_Texto fornecido_

========================================================================

Consultor Tributário

Não incide IR sobre restituição a advogados expulsos de Previdência

Autor

  • Igor Mauler Santiago

    é sócio-fundador do escritório Mauler Advogados mestre e doutor em Direito Tributário pela Universidade Federal de Minas Gerais membro da Comissão de Direito Tributário do Conselho Federal da OAB e presidente do Instituto Brasileiro de Direito e Processo Tributário (IDPT).

19 de junho de 2019, 8h00

Spacca
*A coluna de hoje, escrita em conjunto com minha sócia Carolina Schäffer, dá notícia de mandado de segurança coletivo que tivemos a honra de elaborar em nome da OAB-SP e em favor de 17 mil colegas deste estado.

A Lei estadual 5.174/59 criou a Carteira de Previdência dos Advogados de São Paulo, gerida pelo Instituto de Previdência do Estado. Os benefícios (aposentadoria vitalícia e pensão) eram financiados por contribuições individuais, custas processuais e outros recursos ali previstos. A Lei 10.394/70 extinguiu a figura do segurado obrigatório (que atingia certas faixas da advocacia no diploma anterior) e limitou as aposentadorias a 10 salários mínimos e as pensões a 75% desse valor.

A Emenda Constitucional 45/2004 vedou a utilização de custas e emolumentos judiciais para o financiamento de serviços não afetos à Justiça (CF, artigo 98, parágrafo 2º). Com isso, a Carteira perdeu cerca de 80% de sua receita mensal, o que comprometeu gravemente o seu equilíbrio atuarial. Donde a Lei 13.549/2009, que a pôs em extinção, vedou a inscrição de novos filiados, sujeitou-a ao regime de capitalização (em vez do antigo regime de repartição) e agravou os requisitos para a concessão de aposentadoria. Além disso, extinguiu os benefícios vitalícios, substituindo-os pelo recebimento fracionado do saldo da conta vinculada do segurado, em período variável segundo a opção deste.

Declarando expressamente que a Carteira não se enquadra no regime de previdência complementar, a lei pretendeu submeter às novas regras mesmo os segurados já aposentados antes de sua entrada em vigor, dando a todos os filiados a opção de desligamento voluntário com resgate das contribuições e ressalvando que “em nenhuma hipótese o Estado (…) responde (…) pelo pagamento dos benefícios”.

Vale dizer: apesar do endurecimento das condições — justificado pelo desequilíbrio advindo da supressão da maior fonte de receitas da Carteira — a lei de 2009 preservou o direito à futura concessão de aposentadorias e pensões aos contribuintes ativos (isto é, àqueles que não gozavam de nenhum benefício na data da sua entrada em vigor). O diploma foi impugnado no STF pelo Conselho Federal da OAB e pelo Psol, por meio das ADIs 4.429 e 4.291. No julgamento das ações (Pleno, relator ministro Marco Aurélio, DJe 14/3/2010), a corte assentou que a mudança no regime (de vitalício para limitado ao saldo da conta) e a exoneração da responsabilidade do Estado não se aplicam aos titulares de aposentadorias e pensões concedidas (ou passíveis de concessão) antes da entrada em vigor da lei de 2009, cerca de 3 mil pessoas.

========================================================================

_Tarefas a cumprir_
#1 Diga se cada afirmação abaixo está de acordo com o texto sobre a Carteira de Previdência dos Advogados de São Paulo, respondendo sim ou não e citando literalmente as palavras do texto que decidem a questão. (a) A Lei 10.394/70 limitou as aposentadorias a 10 salários mínimos. (b) Com a Emenda Constitucional 45/2004, a Carteira perdeu cerca de metade de sua receita mensal. (c) A Lei 13.549/2009 permitiu a inscrição de novos filiados.
#2 De acordo com o texto sobre a Carteira de Previdência dos Advogados de São Paulo, quem foi o relator no julgamento das ADIs 4.429 e 4.291 no STF?

========================================================================

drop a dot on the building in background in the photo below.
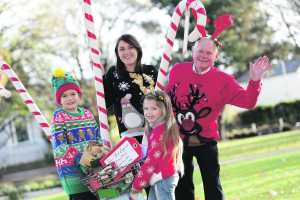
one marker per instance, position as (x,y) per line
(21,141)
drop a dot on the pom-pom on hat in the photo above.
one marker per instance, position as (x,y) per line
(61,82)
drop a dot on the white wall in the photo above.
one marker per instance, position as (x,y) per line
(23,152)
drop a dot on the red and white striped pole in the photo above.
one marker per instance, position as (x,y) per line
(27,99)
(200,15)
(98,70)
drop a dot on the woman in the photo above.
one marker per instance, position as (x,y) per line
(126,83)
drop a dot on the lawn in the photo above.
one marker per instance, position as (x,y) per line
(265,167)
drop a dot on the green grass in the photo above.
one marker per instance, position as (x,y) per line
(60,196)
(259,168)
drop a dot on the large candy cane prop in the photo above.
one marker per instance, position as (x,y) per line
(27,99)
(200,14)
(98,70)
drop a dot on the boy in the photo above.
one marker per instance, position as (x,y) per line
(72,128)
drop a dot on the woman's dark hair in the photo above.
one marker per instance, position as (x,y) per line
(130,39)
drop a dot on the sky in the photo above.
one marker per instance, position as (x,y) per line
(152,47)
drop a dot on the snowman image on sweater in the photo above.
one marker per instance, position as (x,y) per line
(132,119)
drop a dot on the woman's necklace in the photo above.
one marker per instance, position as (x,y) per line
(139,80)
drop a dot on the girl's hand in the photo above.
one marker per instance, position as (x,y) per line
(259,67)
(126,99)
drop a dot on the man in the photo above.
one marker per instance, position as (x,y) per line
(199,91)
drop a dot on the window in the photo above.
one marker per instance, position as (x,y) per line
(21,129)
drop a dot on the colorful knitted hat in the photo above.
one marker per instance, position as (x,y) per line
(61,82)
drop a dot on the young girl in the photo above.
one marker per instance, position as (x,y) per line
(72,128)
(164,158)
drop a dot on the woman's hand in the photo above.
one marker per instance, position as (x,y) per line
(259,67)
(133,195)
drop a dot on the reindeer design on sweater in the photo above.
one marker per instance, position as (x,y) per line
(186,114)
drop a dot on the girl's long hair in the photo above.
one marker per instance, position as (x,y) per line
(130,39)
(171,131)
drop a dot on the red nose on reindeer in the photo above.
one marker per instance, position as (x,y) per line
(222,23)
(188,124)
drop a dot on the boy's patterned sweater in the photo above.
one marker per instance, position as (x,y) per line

========================================================================

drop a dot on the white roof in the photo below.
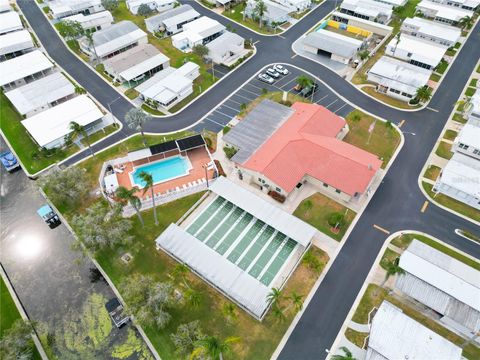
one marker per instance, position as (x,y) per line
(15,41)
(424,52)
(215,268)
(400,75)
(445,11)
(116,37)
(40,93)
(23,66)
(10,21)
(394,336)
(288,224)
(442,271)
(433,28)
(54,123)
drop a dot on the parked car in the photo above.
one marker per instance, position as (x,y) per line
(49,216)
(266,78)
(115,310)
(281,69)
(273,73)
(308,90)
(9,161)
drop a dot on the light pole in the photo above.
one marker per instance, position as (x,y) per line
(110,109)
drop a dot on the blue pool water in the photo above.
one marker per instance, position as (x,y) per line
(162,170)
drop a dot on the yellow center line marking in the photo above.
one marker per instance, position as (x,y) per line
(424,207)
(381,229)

========================================================================

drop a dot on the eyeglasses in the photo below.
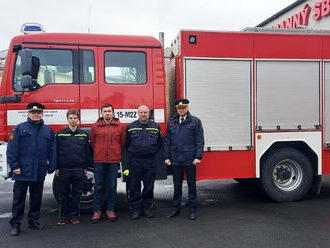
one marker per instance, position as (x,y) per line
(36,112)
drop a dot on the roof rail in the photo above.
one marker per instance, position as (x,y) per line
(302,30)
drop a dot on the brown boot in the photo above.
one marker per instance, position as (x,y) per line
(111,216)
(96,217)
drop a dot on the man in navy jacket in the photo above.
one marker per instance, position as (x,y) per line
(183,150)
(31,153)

========================================================================

_Respostas_
#1
(a) Sim: "limitou as aposentadorias a 10 salários mínimos e as pensões a 75% desse valor".
(b) Não: "a Carteira perdeu cerca de 80% de sua receita mensal".
(c) Não: "vedou a inscrição de novos filiados".

#2 O relator foi o ministro Marco Aurélio.